Shishijimicin A is an enediyne antibiotic isolated from Didemnum proliferum. Isolated in 2003 it is part of the family of 10 member ringed enediyne antitumor antibiotic agents, which includes: namenamicin, esperamicin and, calicheamicin. Due to its high potency from cytotoxicity, Shishjimicin A is currently undergoing testing as a possible Antibody-antibiotic Conjugate (ADCs) cancer treatment. Laboratory tests indicate it to be “more than 1,000 times as toxic to cancer cells as the anticancer drug taxol”, also known as Paclitaxel, a prevalent chemotherapy medication. As such, theoretically, only an administration of a minuscule dose of the molecule would be necessary per each treatment. As shishjimicin A supply is scarce and the full extent of its side effects is not yet established, there is still a need for further biological and clinical studies.

Total synthesis 
The total synthesis of shishjimicin A was published by scientists at Rice University in 2015, led by K. C. Nicolaou. Using methodology from the previous isolation of calicheamicin, 21 total steps were conducted for the synthesis, briefly outlined below:

 Shishijimicin A undergoes deprotection
 Trisulfide formation with glycosidation
 Carboline disaccharide coupling

The total synthesis includes:

 Ketalization of tetronic acid
 Reduction with ethylene glycol and diisobutylaluminium hydride
 Asymmetric addition of anion with selective protection
 Aldehyde oxidation via Swern oxidation and oxime formation
 Intramolecular dipolar cycloaddition
 Selective control of diastereoisomer formation
 Removal of protection and completed oxidation
 Coupling with lithium (3Z)-3-Hexene-1,5-diyne triisopropylsilyl chloride with Knochel's salt (LaCl3·2LiCl)

Collected data:
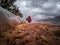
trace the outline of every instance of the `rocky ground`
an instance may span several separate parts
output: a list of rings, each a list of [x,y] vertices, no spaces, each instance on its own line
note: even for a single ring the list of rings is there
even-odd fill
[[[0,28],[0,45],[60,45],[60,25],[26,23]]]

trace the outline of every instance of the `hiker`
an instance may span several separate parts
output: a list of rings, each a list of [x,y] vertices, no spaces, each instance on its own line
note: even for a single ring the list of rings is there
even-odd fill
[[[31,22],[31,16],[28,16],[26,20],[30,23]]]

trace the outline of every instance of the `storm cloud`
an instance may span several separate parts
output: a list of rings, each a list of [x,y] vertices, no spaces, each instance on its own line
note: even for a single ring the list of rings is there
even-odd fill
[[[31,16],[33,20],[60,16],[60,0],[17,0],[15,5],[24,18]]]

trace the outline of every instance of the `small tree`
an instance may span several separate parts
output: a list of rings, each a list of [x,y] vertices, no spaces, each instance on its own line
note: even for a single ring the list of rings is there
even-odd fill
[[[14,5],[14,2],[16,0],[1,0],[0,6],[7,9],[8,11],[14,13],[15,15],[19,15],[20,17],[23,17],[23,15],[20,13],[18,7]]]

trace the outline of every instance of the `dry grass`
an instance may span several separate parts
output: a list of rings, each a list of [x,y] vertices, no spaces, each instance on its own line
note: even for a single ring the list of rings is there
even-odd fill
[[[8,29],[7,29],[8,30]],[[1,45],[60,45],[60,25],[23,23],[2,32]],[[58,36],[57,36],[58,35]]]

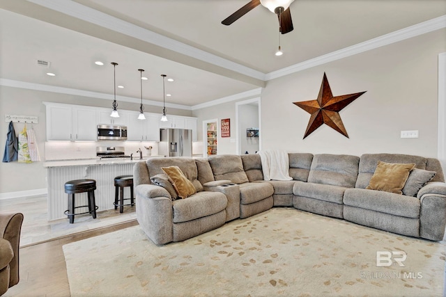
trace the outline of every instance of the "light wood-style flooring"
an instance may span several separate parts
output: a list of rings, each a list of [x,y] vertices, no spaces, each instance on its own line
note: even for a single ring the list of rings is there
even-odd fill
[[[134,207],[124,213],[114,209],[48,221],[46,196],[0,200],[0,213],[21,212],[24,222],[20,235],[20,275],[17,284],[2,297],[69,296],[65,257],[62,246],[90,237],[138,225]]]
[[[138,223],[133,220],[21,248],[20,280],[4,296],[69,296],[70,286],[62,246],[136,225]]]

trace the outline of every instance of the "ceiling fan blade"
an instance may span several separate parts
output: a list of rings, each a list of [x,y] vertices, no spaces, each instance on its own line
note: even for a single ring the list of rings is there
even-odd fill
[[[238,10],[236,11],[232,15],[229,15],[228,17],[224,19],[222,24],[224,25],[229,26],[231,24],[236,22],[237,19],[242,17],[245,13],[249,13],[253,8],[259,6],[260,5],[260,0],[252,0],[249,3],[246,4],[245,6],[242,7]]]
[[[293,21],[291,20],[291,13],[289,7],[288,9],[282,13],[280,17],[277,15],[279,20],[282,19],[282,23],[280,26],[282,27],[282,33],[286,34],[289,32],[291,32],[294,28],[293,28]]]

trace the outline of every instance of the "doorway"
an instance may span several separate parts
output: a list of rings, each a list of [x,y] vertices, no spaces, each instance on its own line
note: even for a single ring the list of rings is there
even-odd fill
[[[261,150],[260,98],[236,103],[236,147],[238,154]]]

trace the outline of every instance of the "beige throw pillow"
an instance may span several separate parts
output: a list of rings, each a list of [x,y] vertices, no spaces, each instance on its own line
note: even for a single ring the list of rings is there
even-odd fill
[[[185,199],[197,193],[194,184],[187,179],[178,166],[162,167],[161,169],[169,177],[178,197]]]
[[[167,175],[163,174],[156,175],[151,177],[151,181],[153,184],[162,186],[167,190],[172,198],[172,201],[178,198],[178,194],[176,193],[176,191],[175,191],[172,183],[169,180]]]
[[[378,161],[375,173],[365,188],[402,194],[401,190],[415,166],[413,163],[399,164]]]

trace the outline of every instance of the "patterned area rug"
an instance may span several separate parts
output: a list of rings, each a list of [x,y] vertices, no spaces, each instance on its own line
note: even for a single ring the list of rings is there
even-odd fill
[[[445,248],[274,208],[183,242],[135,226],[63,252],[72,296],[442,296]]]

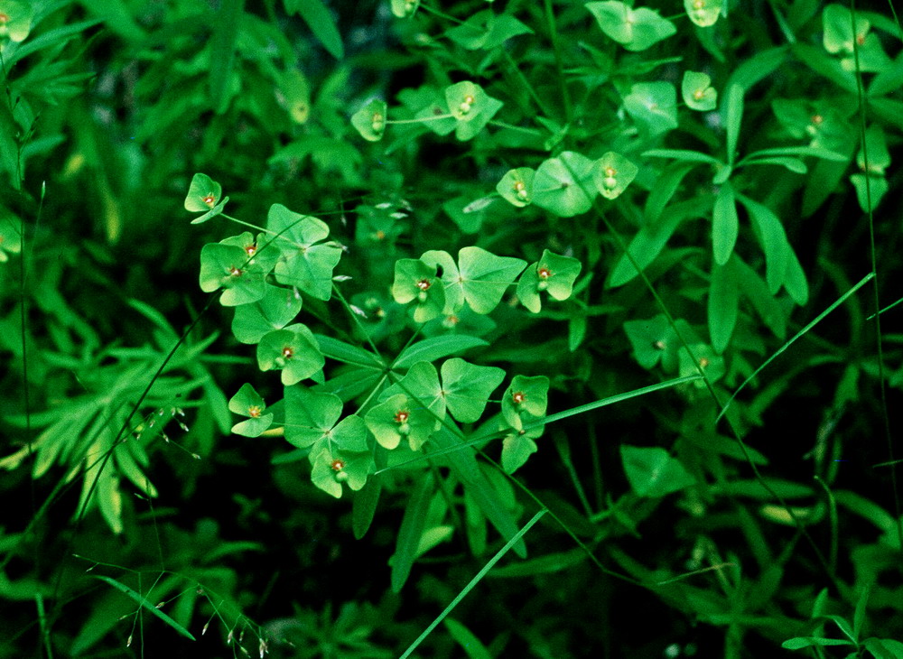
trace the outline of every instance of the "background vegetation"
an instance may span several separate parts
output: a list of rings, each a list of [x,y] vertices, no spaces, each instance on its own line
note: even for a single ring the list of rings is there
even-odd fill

...

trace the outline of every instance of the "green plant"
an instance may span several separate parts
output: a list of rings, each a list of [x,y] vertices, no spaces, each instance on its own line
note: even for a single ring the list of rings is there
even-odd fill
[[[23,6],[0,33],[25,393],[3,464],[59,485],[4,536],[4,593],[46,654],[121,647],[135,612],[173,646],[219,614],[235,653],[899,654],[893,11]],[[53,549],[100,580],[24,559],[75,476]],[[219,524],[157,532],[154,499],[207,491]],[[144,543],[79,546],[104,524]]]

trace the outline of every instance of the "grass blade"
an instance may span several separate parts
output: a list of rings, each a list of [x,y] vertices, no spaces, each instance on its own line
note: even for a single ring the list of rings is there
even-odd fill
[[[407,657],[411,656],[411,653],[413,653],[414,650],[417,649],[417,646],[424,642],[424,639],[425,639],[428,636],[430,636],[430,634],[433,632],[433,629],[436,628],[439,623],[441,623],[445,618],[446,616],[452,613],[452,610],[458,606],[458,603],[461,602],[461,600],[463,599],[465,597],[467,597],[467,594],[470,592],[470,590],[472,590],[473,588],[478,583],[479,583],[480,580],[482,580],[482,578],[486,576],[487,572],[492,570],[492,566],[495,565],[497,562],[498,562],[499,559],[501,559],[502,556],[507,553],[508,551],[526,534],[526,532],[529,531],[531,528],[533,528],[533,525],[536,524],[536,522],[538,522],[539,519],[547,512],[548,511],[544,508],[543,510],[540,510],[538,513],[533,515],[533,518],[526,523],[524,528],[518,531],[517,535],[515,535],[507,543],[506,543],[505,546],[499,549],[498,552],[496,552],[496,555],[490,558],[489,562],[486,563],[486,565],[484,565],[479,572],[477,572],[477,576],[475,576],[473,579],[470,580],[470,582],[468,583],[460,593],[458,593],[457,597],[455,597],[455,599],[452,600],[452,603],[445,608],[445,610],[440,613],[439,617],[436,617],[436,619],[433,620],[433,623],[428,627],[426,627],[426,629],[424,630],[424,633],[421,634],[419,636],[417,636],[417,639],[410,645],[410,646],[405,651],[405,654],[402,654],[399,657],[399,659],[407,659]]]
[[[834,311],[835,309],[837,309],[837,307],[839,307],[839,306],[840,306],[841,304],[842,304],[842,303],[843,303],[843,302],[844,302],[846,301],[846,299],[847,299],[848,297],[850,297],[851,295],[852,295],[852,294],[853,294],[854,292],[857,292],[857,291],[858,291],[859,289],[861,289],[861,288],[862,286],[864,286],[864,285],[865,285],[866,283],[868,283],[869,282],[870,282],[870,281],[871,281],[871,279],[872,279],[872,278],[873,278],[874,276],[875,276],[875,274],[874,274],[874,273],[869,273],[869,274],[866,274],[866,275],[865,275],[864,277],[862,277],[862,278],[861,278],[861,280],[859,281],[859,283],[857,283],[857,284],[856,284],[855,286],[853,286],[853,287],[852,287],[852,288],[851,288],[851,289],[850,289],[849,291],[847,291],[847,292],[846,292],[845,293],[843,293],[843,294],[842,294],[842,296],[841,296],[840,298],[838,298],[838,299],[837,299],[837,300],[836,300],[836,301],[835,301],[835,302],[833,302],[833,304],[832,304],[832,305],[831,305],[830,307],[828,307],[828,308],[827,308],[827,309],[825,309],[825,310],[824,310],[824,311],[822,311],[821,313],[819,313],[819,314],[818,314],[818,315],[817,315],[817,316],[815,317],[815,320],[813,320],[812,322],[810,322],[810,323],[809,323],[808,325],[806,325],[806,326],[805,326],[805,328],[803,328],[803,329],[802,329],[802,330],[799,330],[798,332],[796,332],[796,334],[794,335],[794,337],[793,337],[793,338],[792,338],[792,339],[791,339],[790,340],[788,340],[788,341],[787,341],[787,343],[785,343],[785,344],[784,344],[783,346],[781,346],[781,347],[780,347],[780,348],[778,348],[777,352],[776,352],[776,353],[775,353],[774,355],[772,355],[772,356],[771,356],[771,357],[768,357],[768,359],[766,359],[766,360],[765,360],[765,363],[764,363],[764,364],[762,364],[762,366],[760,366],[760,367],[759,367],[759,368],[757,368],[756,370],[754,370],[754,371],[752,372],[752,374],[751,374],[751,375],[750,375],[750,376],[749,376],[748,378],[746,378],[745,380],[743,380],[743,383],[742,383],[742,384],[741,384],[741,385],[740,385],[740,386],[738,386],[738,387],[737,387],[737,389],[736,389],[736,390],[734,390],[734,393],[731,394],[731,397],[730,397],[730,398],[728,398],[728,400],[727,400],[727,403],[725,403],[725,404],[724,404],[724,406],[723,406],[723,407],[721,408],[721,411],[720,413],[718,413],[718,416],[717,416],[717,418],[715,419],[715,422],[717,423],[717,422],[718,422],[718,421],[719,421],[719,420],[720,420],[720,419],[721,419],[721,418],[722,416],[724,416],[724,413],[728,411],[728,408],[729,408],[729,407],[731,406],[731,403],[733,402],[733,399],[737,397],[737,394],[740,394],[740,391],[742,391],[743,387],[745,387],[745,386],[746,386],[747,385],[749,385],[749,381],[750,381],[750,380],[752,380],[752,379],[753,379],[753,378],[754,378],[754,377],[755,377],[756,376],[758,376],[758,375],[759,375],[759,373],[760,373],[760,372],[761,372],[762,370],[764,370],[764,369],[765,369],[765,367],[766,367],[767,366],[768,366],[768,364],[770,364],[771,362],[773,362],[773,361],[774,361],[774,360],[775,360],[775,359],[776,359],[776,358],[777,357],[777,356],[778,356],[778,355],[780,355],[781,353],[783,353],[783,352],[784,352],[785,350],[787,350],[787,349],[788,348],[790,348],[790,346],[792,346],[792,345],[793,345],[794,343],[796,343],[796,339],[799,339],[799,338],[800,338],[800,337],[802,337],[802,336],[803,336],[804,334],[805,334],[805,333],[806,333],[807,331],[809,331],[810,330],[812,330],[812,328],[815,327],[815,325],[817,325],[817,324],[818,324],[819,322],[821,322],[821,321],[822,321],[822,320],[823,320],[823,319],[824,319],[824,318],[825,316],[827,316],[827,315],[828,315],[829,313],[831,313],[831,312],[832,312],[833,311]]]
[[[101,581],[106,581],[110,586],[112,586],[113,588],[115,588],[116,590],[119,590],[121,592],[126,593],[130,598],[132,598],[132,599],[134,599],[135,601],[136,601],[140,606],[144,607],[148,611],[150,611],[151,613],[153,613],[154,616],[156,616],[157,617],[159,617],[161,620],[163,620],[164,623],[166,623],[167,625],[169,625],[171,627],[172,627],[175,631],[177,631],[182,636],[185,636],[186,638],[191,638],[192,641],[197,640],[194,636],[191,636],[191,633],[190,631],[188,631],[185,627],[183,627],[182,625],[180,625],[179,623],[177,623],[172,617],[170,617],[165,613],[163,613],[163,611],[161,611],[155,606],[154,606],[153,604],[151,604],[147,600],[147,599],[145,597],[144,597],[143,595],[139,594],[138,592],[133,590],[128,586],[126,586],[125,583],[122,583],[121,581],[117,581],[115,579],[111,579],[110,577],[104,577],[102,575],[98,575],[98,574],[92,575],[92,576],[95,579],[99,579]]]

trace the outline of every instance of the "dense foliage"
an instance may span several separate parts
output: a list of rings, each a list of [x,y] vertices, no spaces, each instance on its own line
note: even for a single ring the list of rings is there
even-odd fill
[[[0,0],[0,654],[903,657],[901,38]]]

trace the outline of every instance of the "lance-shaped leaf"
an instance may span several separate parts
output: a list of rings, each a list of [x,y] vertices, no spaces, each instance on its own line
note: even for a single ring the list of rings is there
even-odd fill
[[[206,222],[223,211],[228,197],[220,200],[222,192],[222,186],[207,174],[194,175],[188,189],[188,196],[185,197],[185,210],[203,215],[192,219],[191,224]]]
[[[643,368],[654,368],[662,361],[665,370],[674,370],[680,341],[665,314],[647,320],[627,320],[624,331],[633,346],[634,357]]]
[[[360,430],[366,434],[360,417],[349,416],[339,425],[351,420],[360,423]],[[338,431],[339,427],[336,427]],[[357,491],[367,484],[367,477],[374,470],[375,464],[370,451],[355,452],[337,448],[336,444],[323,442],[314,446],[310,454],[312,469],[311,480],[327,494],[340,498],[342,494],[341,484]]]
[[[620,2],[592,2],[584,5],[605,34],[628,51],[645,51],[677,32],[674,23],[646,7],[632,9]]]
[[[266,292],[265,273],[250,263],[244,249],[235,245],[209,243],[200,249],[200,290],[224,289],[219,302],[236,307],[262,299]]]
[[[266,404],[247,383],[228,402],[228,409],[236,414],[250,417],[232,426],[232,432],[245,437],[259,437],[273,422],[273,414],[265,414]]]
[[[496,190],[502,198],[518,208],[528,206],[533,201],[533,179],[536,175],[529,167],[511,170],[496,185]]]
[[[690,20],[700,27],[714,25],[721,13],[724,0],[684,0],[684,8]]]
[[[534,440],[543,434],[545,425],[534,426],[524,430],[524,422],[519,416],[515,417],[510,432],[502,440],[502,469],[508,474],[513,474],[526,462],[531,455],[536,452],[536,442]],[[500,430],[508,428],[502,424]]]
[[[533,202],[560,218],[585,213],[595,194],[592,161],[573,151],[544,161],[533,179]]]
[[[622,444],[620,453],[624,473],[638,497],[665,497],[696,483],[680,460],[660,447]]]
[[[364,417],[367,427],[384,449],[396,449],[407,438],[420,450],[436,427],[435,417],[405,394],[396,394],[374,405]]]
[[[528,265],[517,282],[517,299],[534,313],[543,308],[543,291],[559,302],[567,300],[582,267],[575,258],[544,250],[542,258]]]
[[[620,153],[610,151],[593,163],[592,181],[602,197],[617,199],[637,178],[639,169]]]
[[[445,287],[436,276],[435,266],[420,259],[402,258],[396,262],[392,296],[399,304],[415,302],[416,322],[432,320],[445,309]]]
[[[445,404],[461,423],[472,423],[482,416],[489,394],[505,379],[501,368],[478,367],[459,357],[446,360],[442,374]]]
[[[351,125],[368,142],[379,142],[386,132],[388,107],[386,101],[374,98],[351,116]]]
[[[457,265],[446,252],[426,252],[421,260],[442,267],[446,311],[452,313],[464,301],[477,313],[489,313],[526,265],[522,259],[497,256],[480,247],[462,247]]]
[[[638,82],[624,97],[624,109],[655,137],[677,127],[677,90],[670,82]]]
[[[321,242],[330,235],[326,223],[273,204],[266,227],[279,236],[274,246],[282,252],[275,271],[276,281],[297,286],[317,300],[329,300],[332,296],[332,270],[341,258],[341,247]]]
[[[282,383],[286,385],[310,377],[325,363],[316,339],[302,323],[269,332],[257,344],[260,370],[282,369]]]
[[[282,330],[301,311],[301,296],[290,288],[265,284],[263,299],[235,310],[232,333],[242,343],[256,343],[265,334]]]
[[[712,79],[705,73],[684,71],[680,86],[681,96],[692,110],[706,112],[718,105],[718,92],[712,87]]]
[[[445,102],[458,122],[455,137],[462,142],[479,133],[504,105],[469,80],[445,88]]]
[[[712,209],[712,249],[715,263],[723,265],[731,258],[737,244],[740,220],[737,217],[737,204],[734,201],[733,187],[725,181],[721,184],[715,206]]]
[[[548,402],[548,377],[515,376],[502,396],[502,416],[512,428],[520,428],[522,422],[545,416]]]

* * *

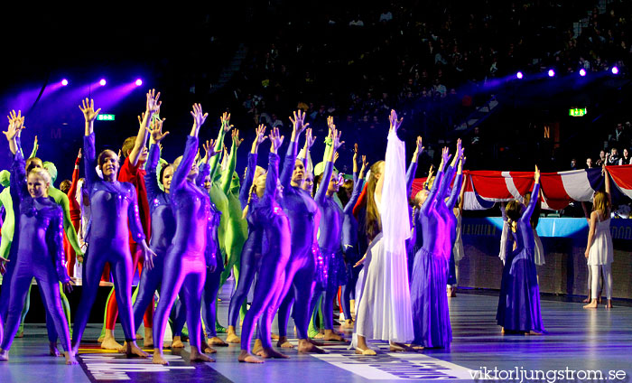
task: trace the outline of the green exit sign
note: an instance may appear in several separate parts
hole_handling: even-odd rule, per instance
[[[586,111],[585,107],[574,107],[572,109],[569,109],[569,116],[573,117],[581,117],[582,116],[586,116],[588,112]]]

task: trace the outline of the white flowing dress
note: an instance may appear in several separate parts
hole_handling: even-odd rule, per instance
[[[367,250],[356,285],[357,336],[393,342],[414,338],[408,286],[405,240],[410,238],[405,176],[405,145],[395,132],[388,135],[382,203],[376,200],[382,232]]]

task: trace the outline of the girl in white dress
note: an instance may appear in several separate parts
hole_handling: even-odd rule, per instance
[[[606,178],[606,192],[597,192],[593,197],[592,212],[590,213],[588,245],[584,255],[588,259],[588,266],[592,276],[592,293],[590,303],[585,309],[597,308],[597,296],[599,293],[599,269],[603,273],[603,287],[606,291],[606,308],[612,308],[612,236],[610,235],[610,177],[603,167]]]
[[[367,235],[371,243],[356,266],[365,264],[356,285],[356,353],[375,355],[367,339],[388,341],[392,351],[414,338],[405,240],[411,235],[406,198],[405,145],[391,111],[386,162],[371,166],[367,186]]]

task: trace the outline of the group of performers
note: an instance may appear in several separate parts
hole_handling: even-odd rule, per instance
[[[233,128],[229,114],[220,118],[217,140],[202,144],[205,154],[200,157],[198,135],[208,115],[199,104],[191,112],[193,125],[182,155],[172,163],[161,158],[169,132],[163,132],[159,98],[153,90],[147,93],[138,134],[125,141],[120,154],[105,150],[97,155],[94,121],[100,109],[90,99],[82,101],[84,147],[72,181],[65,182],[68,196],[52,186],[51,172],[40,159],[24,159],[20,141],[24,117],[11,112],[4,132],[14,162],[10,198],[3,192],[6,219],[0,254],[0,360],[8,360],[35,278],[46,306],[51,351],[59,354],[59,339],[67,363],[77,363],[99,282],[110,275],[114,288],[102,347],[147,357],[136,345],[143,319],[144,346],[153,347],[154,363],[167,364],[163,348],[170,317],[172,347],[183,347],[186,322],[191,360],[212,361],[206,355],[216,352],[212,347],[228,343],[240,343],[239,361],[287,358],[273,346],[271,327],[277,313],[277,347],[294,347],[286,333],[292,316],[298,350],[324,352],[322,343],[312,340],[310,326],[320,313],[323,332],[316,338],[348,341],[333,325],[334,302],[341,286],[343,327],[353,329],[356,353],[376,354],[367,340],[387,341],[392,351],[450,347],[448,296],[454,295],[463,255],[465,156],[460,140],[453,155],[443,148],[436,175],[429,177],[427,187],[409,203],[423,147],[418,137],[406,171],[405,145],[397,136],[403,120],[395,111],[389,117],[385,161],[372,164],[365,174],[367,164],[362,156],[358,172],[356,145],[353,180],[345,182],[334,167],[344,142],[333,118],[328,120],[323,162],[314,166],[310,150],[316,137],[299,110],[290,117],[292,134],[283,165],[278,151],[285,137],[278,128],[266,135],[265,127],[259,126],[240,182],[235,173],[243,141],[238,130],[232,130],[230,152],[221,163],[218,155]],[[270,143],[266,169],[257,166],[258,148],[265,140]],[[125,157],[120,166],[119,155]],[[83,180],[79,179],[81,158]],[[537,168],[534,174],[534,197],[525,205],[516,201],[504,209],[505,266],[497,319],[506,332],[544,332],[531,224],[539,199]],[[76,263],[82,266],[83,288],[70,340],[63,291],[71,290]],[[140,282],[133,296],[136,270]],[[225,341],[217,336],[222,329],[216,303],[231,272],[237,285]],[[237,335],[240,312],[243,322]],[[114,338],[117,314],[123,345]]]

What is required: Name every antibiotic other than shishijimicin A that the passage on shishijimicin A lists as belonging to its family of 10-member ringed enediyne antitumor agents.

Finished exercise: Namenamicin, esperamicin, calicheamicin